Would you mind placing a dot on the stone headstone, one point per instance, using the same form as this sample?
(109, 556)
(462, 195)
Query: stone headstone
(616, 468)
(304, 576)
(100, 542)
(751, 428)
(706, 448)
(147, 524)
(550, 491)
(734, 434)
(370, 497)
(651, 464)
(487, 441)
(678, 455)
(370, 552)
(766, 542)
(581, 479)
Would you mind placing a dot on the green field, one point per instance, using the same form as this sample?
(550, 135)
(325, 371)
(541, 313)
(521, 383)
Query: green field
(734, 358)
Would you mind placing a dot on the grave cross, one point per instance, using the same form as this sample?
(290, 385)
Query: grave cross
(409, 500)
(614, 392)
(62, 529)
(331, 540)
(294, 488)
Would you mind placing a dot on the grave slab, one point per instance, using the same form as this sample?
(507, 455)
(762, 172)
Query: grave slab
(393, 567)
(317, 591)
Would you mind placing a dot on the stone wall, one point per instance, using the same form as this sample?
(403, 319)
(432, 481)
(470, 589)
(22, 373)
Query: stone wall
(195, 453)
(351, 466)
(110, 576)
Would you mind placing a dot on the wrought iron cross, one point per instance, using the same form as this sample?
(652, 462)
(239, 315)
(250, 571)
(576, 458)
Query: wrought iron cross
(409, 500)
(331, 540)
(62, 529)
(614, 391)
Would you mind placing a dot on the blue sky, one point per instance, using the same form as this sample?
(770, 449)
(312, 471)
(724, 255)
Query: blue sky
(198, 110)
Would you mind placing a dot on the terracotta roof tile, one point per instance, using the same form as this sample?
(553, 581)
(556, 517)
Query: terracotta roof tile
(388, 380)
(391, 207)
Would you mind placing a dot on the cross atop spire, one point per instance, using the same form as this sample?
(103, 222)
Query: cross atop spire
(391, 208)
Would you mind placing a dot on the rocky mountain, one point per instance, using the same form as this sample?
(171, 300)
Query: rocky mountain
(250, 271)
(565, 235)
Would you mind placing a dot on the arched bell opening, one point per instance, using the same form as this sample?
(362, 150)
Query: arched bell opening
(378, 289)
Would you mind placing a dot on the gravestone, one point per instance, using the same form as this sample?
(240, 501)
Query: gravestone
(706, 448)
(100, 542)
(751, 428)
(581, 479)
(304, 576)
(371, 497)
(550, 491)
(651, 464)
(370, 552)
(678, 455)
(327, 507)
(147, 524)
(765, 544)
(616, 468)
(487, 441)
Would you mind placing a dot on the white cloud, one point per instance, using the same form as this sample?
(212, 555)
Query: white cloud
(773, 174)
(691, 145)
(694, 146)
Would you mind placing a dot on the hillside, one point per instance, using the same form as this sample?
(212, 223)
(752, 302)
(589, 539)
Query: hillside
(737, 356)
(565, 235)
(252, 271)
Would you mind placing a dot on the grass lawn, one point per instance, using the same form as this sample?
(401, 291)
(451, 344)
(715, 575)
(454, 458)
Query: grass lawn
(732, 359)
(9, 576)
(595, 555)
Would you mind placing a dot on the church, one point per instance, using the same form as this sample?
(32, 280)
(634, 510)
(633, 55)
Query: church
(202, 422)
----------
* [Set problem] Replace "one point per instance" with "a single point for each instance" wherever it occurs in the lines above. Leave everything else unchanged.

* [Task response]
Would you mind placing a dot on the stone headstone, a single point for each instance, using the same form as this sample?
(109, 556)
(462, 195)
Query: stone headstone
(616, 468)
(304, 576)
(100, 542)
(751, 428)
(706, 448)
(147, 524)
(550, 491)
(734, 434)
(370, 497)
(651, 464)
(487, 441)
(678, 455)
(370, 552)
(766, 542)
(581, 479)
Would you mind placing a dot on the green field, a single point for each instance, using the same form as this sample?
(550, 135)
(325, 371)
(541, 313)
(521, 383)
Query: green field
(734, 358)
Would you mind placing a dot on the grave cross, a single point for each instance, using the same form as this sample?
(290, 385)
Query: grave cross
(409, 500)
(614, 392)
(62, 529)
(331, 540)
(294, 488)
Would you mind placing a dot on the grave slab, a single point for each instance, using the same form as this sample?
(507, 455)
(762, 172)
Query: grave slab
(393, 567)
(317, 591)
Would you mind placing a dot on the stone wall, a single point for each instance, using the same form as this sample?
(403, 319)
(432, 481)
(470, 589)
(22, 373)
Query: stone wall
(195, 453)
(351, 466)
(110, 576)
Would you mind placing a dot on the wrought iron cross, a single point for each instance, using the same form as this sample?
(652, 462)
(239, 315)
(250, 571)
(576, 458)
Query: wrought iron cross
(409, 500)
(331, 540)
(62, 529)
(614, 391)
Would you mind placing a dot on the blue sky, a single point for each instance, using the same form as this sample?
(770, 449)
(312, 471)
(724, 255)
Query: blue sky
(198, 110)
Would you mind placing a dot on the terracotta roof tile, a single point for each instance, using the same form as this sample?
(553, 581)
(556, 517)
Query: terracotta roof tile
(388, 380)
(391, 207)
Would you mind placing a dot on the cross atop spire, a single point for each instance, using the same form as this sample?
(103, 222)
Query: cross atop spire
(391, 208)
Would you mind placing a dot on the rocky mountain, a single point for each instance, using the same form as this sample?
(171, 300)
Query: rocky mountain
(250, 271)
(565, 235)
Would you mind placing a dot on the arched bell opening, a single point for each instance, using the same form as this sample?
(362, 150)
Query: arched bell opening
(378, 289)
Would you mind placing a dot on the gravestone, a single point for each instance, using the same form as this sample?
(240, 501)
Query: gravestone
(706, 448)
(100, 542)
(751, 428)
(581, 479)
(304, 576)
(371, 497)
(550, 491)
(651, 464)
(370, 552)
(678, 455)
(327, 507)
(147, 524)
(765, 544)
(616, 468)
(487, 441)
Would you mind placing a dot on the white cloud, a single point for each instance, using the same form as this sample?
(212, 555)
Query: white cloud
(773, 174)
(691, 145)
(694, 146)
Would you mind placing a dot on the hillside, a single point for each instance, using the same form as this sample?
(212, 223)
(752, 302)
(589, 539)
Query: hillside
(737, 356)
(565, 235)
(252, 271)
Would you mind placing a dot on the grass lawn, a single point for each instance, using the same form as this sample?
(401, 291)
(451, 344)
(715, 575)
(454, 458)
Query: grass lawn
(732, 359)
(9, 576)
(595, 555)
Would you mind placing a dot on the church, a single point for each instance, using the same form as this sample?
(32, 280)
(634, 510)
(633, 55)
Query: church
(202, 422)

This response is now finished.